GIVEN TASK A:
Copy the entries word for word, starting with the line containing "Task: indicate the grass" and going on through the last line of the entries. Leave the pictures out.

— START OF TEXT —

This repository contains the code for our paper There Are Many Consistent Explanations of Unlabeled Data: Why You Should Average, which achieves the best known performance for semi-supervised learning on CIFAR-10 and CIFAR-100. By analyzing the geometry of training objectives involving consistency regularization, we can significantly improve the Mean Teacher model (Tarvainen and Valpola, NIPS 2017) and the Pi Model (Laine and Aila, ICLR 2017), using stochastic weight averaging (SWA) and our proposed variant fast-SWA which achieves faster reduction in prediction errors.
The BibTeX entry for the paper is:
@article{athiwaratkun2018improving,
title={There Are Many Consistent Explanations of Unlabeled Data: Why You Should Average},
author={Athiwaratkun, Ben and Finzi, Marc and Izmailov, Pavel and Wilson, Andrew Gordon},
journal={ICLR},
year={2019}
}The code runs on Python 3 with Pytorch 0.3. The following packages are also required.
pip install scipy tqdm matplotlib pandas msgpack
Then prepare CIFAR-10 and CIFAR-100 with the following commands:
./data-local/bin/prepare_cifar10.sh
./data-local/bin/prepare_cifar100.sh
We provide training scripts in folder exps. To replicate the results for CIFAR-10 using the Mean Teacher model on 4000 labels with a 13-layer CNN, run the following:
python experiments/cifar10_mt_cnn_short_n4k.py
Similarly, for CIFAR-100 with 10k labels:
python experiments/cifar100_mt_cnn_short_n10k.py
The results are saved to the directories cifar10_mt_cnn_short_n4k and results/cifar100_mt_cnn_short_n10k. The plot the accuracy versus epoch, run
python read_log.py --pattern results/cifar10_*n4k --cutoff 84 --interval 2 --upper 92
python read_log.py --pattern results/cifar100_*n10k --cutoff 54 --interval 4 --upper 70
Figure 1. CIFAR-10 Test Accuracy of the Mean Teacher Model with SWA and fastSWA using a 13-layer CNN and 4000 labels.

— END OF TEXT —
— START OF DATASET EXCERPTS —

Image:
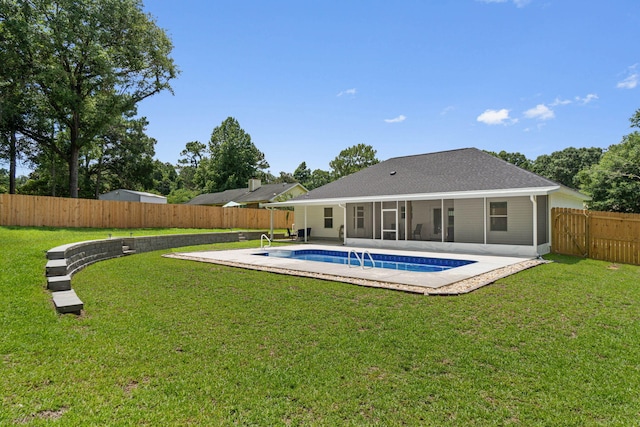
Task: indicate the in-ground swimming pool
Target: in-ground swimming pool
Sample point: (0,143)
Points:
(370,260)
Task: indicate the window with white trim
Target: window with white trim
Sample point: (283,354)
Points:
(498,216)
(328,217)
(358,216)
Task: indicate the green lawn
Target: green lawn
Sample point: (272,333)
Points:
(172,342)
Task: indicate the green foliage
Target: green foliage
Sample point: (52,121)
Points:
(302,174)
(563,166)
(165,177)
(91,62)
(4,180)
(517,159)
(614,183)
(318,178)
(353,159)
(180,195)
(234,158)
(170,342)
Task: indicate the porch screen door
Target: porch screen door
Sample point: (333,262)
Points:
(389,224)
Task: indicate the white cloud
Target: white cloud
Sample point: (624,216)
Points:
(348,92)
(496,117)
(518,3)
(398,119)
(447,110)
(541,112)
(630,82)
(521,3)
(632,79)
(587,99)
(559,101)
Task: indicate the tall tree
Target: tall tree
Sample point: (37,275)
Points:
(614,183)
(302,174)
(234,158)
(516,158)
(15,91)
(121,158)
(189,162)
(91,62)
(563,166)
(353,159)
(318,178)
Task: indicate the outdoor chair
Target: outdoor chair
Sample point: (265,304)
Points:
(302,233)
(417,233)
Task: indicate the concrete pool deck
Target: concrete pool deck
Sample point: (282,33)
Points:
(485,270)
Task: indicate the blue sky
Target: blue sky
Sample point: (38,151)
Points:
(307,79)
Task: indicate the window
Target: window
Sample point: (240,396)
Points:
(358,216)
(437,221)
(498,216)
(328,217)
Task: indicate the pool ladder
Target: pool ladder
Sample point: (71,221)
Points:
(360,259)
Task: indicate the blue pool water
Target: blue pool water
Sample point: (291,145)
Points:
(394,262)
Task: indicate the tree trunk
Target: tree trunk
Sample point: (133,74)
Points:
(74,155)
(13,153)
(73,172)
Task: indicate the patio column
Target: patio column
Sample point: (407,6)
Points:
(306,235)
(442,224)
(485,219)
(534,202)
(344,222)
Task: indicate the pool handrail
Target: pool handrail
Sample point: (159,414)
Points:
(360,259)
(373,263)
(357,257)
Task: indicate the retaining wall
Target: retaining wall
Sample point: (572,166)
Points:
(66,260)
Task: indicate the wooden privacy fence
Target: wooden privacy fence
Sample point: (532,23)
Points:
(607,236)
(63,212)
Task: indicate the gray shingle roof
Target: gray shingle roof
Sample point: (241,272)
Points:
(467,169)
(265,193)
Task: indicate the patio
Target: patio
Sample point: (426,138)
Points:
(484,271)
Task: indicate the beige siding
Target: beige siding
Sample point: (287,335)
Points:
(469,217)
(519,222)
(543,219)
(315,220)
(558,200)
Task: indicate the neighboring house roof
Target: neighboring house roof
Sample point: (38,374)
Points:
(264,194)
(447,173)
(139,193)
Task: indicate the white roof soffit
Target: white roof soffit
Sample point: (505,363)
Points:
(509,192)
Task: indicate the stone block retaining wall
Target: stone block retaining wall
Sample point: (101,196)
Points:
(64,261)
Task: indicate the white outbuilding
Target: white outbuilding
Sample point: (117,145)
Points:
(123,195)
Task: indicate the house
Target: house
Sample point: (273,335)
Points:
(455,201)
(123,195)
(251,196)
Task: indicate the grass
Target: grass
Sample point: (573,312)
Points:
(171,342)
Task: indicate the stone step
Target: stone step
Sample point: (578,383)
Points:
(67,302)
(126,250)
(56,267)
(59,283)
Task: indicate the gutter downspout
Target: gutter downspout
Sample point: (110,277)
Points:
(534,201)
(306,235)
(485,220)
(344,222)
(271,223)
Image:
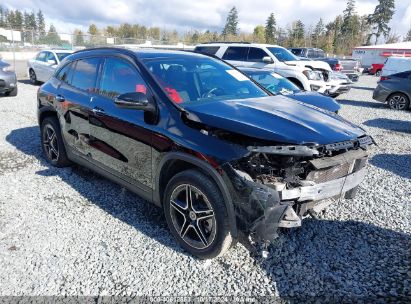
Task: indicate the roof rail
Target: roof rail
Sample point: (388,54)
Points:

— END OF DATASET EXCERPTS —

GIVEN TASK B:
Using the README above, answer each question on its own line:
(i) Which Python and PyTorch versions does the code run on?
(ii) How many labels does the CIFAR-100 training script use?
(iii) In which journal and year is the paper listed in its BibTeX entry?

FULL OUTPUT A:
Task: indicate the grass
Target: grass
Sample point: (573,312)
Points:
(171,342)
Task: indicate the stone step
Target: stone step
Sample point: (578,383)
Points:
(67,302)
(126,250)
(56,267)
(59,283)
Task: indicate the gutter downspout
Target: gutter downspout
Sample point: (110,277)
Points:
(534,201)
(306,235)
(485,220)
(344,222)
(271,223)
Image:
Task: indicate the roof rail
Target: roof rail
Sample point: (388,54)
Points:

FULL OUTPUT B:
(i) Python 3 with Pytorch 0.3
(ii) 10k labels
(iii) ICLR, 2019